◆ **TASK TO CARRY OUT**
Would you transcribe each of the entries exactly, with nothing added or dropped?

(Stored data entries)
- - -

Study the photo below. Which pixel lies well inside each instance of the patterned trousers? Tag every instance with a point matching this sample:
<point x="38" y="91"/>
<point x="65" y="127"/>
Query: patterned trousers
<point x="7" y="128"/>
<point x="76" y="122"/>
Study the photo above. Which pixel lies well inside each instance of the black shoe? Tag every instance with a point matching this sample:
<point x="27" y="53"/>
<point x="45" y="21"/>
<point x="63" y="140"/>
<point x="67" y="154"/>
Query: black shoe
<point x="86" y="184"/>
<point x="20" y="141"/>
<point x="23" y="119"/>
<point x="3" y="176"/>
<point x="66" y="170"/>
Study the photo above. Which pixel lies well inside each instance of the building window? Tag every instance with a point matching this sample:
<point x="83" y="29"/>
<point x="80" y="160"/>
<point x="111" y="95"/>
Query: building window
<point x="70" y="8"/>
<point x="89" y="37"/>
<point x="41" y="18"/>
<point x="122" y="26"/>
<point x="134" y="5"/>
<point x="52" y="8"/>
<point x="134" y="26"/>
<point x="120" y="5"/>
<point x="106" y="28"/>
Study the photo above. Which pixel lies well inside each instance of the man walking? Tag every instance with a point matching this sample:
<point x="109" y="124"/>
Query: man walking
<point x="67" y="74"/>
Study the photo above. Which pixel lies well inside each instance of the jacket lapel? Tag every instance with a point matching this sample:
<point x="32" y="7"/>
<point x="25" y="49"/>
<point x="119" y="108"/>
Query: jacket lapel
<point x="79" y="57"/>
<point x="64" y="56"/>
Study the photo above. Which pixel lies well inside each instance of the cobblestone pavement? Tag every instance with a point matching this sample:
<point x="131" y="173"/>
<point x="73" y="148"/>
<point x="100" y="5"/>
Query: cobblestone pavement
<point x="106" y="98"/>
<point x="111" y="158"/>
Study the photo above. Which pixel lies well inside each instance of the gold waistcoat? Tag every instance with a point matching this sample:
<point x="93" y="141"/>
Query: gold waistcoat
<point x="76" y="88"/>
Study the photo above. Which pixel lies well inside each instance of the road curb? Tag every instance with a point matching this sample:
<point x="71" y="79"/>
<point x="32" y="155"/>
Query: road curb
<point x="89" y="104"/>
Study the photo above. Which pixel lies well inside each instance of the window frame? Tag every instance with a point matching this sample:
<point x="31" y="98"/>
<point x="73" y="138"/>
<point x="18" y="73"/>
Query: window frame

- - -

◆ **RESPONSE BOX**
Study the photo below. Which pixel lies well inside each instance of the patterned trousers? Tag every instance with a point matching this sample:
<point x="38" y="91"/>
<point x="65" y="127"/>
Query: patterned trousers
<point x="7" y="128"/>
<point x="76" y="122"/>
Study the photo above. Which pixel lies well inside each instance of the black shoe? Tag every instance with a point matching this sample:
<point x="27" y="53"/>
<point x="45" y="21"/>
<point x="63" y="140"/>
<point x="67" y="154"/>
Query: black shoe
<point x="86" y="184"/>
<point x="20" y="141"/>
<point x="23" y="119"/>
<point x="3" y="176"/>
<point x="66" y="170"/>
Study the photo above. Which pixel lies well inside each instance of the building window? Tag every instance with a point matching this sample:
<point x="83" y="29"/>
<point x="80" y="160"/>
<point x="111" y="95"/>
Query: building window
<point x="70" y="8"/>
<point x="89" y="37"/>
<point x="41" y="18"/>
<point x="122" y="26"/>
<point x="134" y="5"/>
<point x="52" y="8"/>
<point x="134" y="26"/>
<point x="120" y="5"/>
<point x="106" y="28"/>
Study the photo above. Which pixel lies well inside each instance of the man walking? Tag every instance with a point matching this sample:
<point x="109" y="124"/>
Query: man walking
<point x="67" y="74"/>
Study the photo above. Which pixel lies well inside each instance of the jacket lapel? Tag every instance with a point matching this sample:
<point x="32" y="7"/>
<point x="25" y="49"/>
<point x="119" y="108"/>
Query: jacket lapel
<point x="79" y="57"/>
<point x="64" y="56"/>
Study the photo above. Which pixel lies well inside each instance of the cobblestone pavement? Tag every instance with a point matching this sample:
<point x="131" y="173"/>
<point x="73" y="148"/>
<point x="100" y="5"/>
Query: cobblestone pavement
<point x="106" y="98"/>
<point x="111" y="158"/>
Study the photo above. Which pixel lies well inside each instance of the gold waistcoat? Tag every instance with a point matching this sample:
<point x="93" y="141"/>
Query: gold waistcoat
<point x="76" y="88"/>
Study the photo above. Which pixel lies well inside each instance of the road curb? Tag every instance with a point matching this sample:
<point x="71" y="79"/>
<point x="32" y="155"/>
Query: road curb
<point x="89" y="104"/>
Study the photo above. Which pixel lies well inside each instance of the window frame? Tag every instance with a point matching this sample:
<point x="31" y="98"/>
<point x="73" y="138"/>
<point x="18" y="73"/>
Query: window frame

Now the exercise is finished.